# [Instruction]
Carry over every line starting at the one containing "Target: hazy horizon" and ending at the one containing "x=1072, y=230", unchanged except that 26 is added to each coordinate in the answers.

begin Data to process

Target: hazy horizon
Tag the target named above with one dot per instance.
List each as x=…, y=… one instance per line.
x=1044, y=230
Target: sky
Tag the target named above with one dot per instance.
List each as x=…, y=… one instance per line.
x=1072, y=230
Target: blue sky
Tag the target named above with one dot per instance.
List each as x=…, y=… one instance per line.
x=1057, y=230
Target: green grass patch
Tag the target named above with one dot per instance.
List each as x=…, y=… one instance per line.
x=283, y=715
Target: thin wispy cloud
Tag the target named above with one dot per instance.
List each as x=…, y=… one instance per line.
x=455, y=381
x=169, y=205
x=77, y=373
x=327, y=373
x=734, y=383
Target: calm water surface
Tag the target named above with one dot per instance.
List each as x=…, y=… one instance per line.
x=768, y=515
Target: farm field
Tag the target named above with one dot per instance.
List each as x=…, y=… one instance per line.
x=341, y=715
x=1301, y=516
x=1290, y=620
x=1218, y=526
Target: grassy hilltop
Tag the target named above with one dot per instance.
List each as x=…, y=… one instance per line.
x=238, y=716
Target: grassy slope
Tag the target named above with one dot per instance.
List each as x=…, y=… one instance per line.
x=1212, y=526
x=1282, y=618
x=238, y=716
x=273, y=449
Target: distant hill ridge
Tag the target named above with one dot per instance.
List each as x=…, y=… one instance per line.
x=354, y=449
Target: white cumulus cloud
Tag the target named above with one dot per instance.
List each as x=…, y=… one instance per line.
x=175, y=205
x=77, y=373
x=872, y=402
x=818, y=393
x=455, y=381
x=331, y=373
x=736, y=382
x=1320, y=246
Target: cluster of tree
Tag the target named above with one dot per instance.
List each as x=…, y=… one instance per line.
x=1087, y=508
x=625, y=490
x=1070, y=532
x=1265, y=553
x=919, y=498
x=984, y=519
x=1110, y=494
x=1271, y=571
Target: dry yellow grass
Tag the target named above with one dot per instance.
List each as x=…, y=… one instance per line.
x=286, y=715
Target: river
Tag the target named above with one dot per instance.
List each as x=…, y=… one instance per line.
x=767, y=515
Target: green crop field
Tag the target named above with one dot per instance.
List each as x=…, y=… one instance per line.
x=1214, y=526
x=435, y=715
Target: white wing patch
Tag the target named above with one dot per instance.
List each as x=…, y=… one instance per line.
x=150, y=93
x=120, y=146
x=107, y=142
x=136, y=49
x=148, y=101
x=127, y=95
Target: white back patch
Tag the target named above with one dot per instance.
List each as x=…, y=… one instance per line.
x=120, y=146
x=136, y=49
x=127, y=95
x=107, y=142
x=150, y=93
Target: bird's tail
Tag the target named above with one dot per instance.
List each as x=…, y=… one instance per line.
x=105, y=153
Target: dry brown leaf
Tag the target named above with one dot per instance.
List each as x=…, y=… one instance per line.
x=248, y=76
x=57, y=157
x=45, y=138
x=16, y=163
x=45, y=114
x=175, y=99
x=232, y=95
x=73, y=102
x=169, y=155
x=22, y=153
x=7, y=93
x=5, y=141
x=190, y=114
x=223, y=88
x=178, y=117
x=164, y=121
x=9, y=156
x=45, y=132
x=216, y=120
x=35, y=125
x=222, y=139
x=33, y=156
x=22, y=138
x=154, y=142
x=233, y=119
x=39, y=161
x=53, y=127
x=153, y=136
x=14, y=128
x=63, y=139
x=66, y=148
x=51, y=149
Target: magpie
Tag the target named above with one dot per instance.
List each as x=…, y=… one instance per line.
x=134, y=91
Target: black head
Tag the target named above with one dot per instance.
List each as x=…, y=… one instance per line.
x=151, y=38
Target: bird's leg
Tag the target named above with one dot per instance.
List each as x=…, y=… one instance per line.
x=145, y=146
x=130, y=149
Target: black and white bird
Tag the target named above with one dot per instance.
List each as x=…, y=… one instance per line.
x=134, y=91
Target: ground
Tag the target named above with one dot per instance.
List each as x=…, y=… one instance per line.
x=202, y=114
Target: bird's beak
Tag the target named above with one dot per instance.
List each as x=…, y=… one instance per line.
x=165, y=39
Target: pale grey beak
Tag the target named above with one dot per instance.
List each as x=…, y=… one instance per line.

end Data to process
begin Data to process

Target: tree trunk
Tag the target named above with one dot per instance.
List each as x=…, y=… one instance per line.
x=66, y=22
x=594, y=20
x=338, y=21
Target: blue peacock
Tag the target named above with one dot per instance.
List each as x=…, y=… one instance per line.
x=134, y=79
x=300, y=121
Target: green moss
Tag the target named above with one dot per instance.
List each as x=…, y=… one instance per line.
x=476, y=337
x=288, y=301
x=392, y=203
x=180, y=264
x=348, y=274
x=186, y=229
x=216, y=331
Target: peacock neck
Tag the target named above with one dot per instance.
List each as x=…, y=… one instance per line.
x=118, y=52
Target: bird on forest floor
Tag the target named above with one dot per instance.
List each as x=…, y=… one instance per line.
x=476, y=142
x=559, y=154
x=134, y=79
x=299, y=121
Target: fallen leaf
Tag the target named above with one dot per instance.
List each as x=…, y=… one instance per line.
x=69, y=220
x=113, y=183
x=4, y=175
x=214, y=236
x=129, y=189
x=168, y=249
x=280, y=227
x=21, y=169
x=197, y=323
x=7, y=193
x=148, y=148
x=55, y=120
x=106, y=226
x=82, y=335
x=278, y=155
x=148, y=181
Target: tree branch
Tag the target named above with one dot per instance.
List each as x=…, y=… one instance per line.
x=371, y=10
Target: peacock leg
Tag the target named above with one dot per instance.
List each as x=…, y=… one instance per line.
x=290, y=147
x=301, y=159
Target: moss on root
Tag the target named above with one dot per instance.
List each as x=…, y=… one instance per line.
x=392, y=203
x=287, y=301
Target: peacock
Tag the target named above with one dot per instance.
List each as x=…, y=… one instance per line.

end Data to process
begin Data to process

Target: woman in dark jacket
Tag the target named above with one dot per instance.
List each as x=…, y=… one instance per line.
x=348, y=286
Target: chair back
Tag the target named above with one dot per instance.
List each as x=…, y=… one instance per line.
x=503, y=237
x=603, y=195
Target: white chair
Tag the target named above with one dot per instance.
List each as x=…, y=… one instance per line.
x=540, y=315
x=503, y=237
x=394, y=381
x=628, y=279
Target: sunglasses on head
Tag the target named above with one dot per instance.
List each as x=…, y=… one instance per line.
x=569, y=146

end Data to process

# [Solution]
Target: hazy horizon
Tag the target named above with one dot per instance.
List each as x=…, y=… one instance per line.
x=1070, y=256
Target: sky
Tag the target named above with one dot per instance.
List each as x=…, y=… one instance per line.
x=1098, y=256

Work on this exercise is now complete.